TASK REQUIREMENTS |
- 1) How would you put this sentence from the Dr. Drew nomination article into Spanish: "Pinsky could not be immediately reached for comment."?
- 2) Using the Dr. Drew nomination article, answer these:
(a) How many members sit on the Los Angeles Homeless Services Authority commission?
(b) By Monday evening, how many people had submitted public comments asking the supervisors not to approve the nomination?
(c) Which specialties does Pinsky list on the California medical board's website?
- 3) Echo the Dr. Drew nomination article word for word, from "Los Angeles County" up to and including "county elected officials.".

TEXT PASSAGE |
%%
LOS ANGELES – A celebrity doctor nominated to a local homeless commission has been pulled from consideration after community members objected and mounted a #DumpDrDrew Twitter campaign accusing him of promoting policies that criminalize homelessness.
Los Angeles County Supervisor Kathryn Barger announced Monday evening that she had withdrawn her nomination for Dr. David Drew Pinsky, more commonly known as “Dr. Drew,” for the Los Angeles Homeless Services Authority, a 10-member commission appointed by city and county elected officials.
Barger, who represents the 5th District, said she was dismayed that anyone would question “the appointment of a doctor with a passion for addressing these issues when a new voice is clearly needed.”
She said the nomination and the outcry it generated had become a distraction from important conversations about care for people experiencing homelessness.
“We need to face the sad reality of homelessness in Los Angeles: individuals are dying on our streets from preventable causes due to mental illness and substance abuse,” Barger said. “I hope we can move past pettiness and instead focus our time and energy on working to solve the hard problems, rather than looking for excuses to place blame.”
Pinsky could not be immediately reached for comment.
Generally, the county Board of Supervisors unanimously approves appointments to local boards and commissions at the beginning of its meeting, as part of its consent agenda. They are rarely, if ever, seen as controversial.
By Monday evening, more than 100 people had submitted public comments asking the supervisors not to approve the nomination. Fewer than five people wrote in supporting Pinsky’s nomination.
“Please for the love of god do not appoint Dr. Drew to work with the homeless in any capacity. This is a frustrating, pathetic joke. Please treat the unhoused legitimately as human beings,” one resident wrote.
Pinsky, 62, has a current license to practice medicine in California and lists his specialties on the California medical board’s website as internal medicine and psychiatry. He reported to the board attending the University of Southern California’s medical school.
%%
INFORMATION GIVEN |
%%
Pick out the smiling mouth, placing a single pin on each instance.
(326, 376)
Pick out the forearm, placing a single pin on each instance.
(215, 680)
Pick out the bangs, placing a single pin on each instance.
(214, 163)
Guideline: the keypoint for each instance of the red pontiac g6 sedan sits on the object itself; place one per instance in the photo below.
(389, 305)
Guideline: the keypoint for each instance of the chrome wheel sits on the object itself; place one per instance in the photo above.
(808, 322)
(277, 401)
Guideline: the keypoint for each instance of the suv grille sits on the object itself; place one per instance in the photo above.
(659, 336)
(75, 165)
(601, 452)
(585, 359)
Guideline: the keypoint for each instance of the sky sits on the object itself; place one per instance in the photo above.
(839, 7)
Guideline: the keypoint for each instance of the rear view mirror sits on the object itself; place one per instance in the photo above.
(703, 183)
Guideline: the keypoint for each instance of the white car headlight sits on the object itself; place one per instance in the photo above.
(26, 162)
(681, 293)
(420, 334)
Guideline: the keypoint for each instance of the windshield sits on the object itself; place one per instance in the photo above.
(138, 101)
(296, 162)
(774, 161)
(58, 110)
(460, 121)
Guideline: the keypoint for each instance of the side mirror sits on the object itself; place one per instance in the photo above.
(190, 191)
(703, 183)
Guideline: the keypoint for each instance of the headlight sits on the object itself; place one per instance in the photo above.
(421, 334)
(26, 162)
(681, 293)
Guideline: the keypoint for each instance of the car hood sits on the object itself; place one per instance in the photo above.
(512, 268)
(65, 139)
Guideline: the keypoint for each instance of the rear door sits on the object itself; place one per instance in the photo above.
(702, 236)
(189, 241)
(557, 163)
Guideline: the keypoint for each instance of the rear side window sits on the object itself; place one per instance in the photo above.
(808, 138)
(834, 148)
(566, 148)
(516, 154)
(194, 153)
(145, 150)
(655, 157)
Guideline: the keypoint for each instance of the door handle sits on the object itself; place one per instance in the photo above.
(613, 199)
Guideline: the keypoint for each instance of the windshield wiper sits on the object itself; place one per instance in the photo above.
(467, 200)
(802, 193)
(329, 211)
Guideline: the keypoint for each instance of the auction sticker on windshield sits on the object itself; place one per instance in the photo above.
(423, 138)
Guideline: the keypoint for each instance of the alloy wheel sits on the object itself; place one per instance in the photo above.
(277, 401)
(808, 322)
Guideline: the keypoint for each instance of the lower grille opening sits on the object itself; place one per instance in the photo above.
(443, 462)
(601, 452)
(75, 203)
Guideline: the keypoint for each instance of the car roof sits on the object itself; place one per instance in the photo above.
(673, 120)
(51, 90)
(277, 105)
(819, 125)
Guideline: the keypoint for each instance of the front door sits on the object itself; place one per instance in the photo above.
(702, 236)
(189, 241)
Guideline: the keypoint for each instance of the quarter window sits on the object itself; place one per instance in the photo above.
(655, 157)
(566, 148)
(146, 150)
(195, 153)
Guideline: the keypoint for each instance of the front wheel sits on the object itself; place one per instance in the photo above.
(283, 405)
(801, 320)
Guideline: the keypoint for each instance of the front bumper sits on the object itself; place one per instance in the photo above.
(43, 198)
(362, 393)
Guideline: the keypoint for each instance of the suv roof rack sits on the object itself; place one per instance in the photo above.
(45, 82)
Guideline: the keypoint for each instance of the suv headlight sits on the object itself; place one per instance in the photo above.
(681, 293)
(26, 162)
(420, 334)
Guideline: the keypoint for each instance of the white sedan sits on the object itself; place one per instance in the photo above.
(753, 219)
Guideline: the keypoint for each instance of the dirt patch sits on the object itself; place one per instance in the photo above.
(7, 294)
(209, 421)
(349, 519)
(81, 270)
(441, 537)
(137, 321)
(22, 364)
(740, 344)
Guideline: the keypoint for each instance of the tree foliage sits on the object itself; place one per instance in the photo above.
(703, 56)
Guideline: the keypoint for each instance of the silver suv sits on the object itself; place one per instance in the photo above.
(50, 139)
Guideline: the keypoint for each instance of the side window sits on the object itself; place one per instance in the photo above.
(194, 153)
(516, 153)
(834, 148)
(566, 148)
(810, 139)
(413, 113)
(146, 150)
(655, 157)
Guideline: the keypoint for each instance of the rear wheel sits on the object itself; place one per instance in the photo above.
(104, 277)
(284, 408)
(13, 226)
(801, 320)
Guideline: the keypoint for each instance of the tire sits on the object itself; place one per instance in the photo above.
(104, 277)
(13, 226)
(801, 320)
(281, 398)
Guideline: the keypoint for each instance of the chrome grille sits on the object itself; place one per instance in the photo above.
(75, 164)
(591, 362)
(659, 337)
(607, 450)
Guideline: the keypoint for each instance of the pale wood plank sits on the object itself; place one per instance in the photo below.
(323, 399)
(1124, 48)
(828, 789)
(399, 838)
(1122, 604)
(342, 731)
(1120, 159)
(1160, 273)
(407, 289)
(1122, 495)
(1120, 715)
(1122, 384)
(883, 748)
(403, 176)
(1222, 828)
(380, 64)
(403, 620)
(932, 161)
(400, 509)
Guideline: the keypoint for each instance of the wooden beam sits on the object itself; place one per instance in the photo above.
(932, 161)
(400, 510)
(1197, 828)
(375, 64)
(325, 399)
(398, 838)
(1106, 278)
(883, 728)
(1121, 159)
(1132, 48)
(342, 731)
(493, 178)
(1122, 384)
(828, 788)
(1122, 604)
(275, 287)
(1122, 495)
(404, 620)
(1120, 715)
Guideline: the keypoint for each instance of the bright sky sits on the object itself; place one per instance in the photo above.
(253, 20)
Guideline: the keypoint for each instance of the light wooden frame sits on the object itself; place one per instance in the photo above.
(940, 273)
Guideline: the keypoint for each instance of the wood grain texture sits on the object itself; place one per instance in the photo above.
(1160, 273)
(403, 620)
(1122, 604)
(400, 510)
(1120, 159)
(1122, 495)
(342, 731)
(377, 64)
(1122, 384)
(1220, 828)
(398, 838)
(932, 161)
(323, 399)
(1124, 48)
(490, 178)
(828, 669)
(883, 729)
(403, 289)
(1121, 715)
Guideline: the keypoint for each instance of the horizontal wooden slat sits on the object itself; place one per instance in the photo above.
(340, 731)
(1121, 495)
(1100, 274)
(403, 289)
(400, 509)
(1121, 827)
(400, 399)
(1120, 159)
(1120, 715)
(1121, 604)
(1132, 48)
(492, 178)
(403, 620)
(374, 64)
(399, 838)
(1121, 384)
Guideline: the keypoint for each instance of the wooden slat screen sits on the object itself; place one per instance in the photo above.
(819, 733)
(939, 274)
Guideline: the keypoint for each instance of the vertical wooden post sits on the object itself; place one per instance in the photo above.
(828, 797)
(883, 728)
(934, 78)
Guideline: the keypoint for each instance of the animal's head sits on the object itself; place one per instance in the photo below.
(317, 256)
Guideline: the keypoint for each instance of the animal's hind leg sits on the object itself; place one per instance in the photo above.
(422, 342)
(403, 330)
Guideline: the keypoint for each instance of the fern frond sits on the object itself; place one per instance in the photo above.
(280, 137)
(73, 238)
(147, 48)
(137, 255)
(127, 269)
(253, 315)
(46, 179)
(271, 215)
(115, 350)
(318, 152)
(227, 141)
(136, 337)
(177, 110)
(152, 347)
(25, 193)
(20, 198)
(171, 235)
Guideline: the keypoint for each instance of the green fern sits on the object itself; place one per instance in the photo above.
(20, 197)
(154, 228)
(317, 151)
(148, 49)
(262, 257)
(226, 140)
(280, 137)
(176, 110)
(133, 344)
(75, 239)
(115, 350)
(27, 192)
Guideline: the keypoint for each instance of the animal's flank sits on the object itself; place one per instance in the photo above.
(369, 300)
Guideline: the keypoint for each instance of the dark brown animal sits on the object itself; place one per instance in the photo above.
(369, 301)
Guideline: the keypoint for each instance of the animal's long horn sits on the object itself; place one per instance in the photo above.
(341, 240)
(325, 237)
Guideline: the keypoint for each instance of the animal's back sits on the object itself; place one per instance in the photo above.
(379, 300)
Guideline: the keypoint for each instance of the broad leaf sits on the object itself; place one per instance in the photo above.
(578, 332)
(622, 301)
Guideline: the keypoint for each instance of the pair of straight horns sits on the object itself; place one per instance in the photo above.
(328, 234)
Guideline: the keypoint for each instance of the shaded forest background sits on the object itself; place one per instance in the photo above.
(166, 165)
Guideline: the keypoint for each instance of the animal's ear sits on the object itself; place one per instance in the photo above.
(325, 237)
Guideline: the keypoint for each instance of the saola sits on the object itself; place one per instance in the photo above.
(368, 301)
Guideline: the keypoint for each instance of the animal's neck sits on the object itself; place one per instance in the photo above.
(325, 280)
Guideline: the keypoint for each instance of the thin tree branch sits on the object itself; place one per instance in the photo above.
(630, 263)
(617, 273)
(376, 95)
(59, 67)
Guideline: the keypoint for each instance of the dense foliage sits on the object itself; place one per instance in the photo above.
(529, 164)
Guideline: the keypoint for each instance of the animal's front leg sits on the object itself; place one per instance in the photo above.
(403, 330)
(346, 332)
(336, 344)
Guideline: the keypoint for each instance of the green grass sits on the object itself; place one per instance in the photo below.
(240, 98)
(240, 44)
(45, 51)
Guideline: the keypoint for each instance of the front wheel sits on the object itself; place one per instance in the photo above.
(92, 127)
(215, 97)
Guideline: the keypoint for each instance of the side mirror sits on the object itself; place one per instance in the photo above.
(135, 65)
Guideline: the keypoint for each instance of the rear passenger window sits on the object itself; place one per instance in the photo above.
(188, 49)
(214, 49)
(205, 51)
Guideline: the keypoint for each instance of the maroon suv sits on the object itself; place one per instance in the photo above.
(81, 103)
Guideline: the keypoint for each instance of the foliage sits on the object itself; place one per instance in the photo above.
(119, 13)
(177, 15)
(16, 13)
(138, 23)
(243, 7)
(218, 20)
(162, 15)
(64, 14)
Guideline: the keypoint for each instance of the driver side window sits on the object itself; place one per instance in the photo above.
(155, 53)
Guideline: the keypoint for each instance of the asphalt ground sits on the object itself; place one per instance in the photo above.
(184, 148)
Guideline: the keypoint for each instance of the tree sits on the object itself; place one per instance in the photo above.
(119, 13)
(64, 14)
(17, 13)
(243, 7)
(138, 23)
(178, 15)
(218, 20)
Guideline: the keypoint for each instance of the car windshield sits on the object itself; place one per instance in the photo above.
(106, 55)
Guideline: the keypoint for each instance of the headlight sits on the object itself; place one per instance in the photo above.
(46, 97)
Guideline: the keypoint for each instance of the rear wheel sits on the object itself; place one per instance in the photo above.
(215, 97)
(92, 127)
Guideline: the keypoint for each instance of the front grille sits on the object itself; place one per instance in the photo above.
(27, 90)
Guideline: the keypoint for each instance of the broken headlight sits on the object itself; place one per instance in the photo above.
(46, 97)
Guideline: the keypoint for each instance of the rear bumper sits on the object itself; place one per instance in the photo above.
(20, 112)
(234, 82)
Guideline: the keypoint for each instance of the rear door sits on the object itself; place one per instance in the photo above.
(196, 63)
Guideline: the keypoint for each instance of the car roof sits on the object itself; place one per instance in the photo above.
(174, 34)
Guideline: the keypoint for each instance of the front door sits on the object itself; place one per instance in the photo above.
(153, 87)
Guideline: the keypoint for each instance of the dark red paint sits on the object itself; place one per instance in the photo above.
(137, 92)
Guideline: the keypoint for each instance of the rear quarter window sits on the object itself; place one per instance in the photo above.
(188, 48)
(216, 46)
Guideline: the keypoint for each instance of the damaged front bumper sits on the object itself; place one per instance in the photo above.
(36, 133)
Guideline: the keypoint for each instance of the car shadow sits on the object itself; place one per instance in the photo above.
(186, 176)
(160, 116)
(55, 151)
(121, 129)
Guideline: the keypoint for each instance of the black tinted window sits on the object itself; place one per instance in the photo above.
%%
EXPECTED RESPONSES |
- 1) No fue posible contactar de inmediato a Pinsky para obtener sus comentarios.

- 2)
(a) 10
(b) More than 100
(c) Internal medicine and psychiatry

- 3)
Los Angeles County Supervisor Kathryn Barger announced Monday evening that she had withdrawn her nomination for Dr. David Drew Pinsky, more commonly known as “Dr. Drew,” for the Los Angeles Homeless Services Authority, a 10-member commission appointed by city and county elected officials.